WHAT NEEDS TO BE DONE:
Would you return the listing that follows exactly, leaving its pictures behind?

INPUT DATA:
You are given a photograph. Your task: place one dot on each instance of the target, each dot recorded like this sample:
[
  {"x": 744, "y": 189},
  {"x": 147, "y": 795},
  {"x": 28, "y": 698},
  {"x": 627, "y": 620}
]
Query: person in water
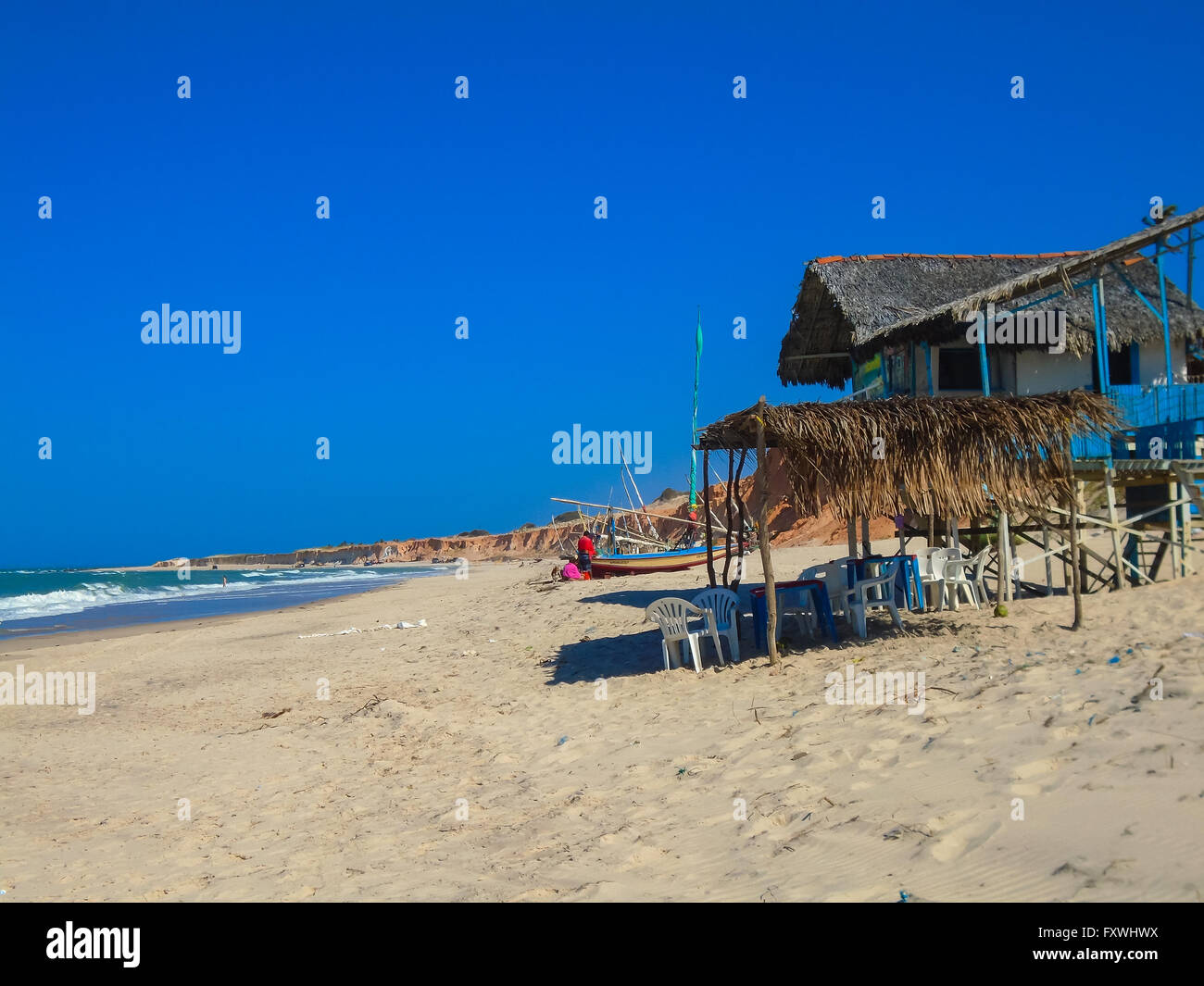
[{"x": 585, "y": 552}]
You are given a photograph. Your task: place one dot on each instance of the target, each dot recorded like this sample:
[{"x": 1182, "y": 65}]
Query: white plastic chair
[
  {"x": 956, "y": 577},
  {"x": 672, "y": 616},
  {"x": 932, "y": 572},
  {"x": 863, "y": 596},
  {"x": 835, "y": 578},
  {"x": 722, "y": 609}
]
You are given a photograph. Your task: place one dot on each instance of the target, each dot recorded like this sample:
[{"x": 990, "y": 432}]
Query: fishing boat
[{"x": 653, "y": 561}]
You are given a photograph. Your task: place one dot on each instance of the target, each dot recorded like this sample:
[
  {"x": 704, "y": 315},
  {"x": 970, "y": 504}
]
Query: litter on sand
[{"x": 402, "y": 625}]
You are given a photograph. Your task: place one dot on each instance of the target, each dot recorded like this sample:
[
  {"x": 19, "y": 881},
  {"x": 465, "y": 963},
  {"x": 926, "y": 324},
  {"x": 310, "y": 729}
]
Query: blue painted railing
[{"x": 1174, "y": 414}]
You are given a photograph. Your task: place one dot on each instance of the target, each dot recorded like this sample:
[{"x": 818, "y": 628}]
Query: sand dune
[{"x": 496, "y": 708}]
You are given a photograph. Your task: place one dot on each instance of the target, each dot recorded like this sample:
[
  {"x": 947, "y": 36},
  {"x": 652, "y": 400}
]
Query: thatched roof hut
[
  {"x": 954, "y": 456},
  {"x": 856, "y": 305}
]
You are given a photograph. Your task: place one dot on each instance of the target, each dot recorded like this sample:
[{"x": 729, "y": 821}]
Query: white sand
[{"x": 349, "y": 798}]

RESPONSE AREA:
You are given a photograph. Your task: place one dot on each instance of the target, each dot recorded like this sample:
[
  {"x": 744, "y": 189},
  {"x": 147, "y": 795},
  {"x": 28, "y": 698},
  {"x": 627, "y": 620}
]
Query: person in water
[{"x": 585, "y": 552}]
You are given a photograph. Your task: place one dot on each instance of the target, each dot recorded like this sample:
[{"x": 1182, "y": 65}]
Query: white plastic chair
[
  {"x": 956, "y": 577},
  {"x": 672, "y": 616},
  {"x": 932, "y": 572},
  {"x": 863, "y": 596},
  {"x": 835, "y": 578},
  {"x": 722, "y": 609}
]
You are given a photograph. Your task: place one dot on each instance of the target, each dot recorded like this sample:
[{"x": 990, "y": 432}]
Query: fishing boat
[{"x": 653, "y": 561}]
You are given a photograph. Your task: place one dot on each instance of the target, each dot recorded like this sample:
[
  {"x": 704, "y": 315},
  {"x": 970, "y": 504}
]
Query: litter on sand
[{"x": 402, "y": 625}]
You are given a photograph. Your task: place one dot on each instance of the target, each dot recorded like this sample:
[
  {"x": 19, "y": 881},
  {"x": 465, "y": 963},
  {"x": 926, "y": 324},
  {"x": 310, "y": 729}
]
Query: blue painted railing
[{"x": 1174, "y": 414}]
You are given a photograph. Your task: place one dot on each instance of the target, each dot recorded like this sample:
[{"x": 818, "y": 628}]
Query: sand dune
[{"x": 496, "y": 708}]
You are given a photograph. Your task: place one dot on each instance of the target, each dot recorded like this sample:
[
  {"x": 947, "y": 36},
  {"x": 652, "y": 400}
]
Query: thatched roof hut
[
  {"x": 954, "y": 456},
  {"x": 856, "y": 305}
]
You are given a photograph. Your task: place one dot on each instance of the target, each dot recorded like this sample:
[{"x": 729, "y": 821}]
Query: white sand
[{"x": 349, "y": 798}]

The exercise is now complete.